**Collected data:**
..............................

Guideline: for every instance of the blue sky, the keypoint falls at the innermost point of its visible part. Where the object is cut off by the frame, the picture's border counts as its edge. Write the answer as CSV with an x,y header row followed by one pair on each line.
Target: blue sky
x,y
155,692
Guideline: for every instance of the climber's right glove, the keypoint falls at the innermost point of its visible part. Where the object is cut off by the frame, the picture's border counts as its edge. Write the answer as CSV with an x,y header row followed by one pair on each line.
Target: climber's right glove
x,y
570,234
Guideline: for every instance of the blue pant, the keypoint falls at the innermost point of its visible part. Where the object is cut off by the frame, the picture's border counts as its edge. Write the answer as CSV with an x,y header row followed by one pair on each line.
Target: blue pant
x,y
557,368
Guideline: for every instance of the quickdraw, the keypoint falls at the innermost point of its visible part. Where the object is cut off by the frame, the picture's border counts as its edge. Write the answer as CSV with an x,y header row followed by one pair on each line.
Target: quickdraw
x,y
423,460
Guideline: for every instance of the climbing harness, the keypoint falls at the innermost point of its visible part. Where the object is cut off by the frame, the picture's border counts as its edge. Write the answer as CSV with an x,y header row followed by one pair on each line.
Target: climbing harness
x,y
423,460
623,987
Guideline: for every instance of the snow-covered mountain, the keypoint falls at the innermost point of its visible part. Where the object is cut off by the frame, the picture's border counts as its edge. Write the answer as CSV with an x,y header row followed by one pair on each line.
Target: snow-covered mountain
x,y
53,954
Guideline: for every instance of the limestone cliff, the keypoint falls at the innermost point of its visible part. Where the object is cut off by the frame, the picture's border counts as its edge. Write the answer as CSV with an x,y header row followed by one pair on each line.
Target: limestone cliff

..............................

**What you have to do:** This task calls for an exact reproduction of the lines that start at the one containing "Target: snow-covered mountain" and continue to the end of the entries above.

**The completed task:**
Target: snow-covered mountain
x,y
53,954
Guideline: for every instance of the limestone cliff, the keypoint falls at the innermost point of its visible part. Where the object is cut off by the frame, the picture's border counts as its edge. Write the answer as CSV with an x,y header row followed by one pair on each line.
Target: limestone cliff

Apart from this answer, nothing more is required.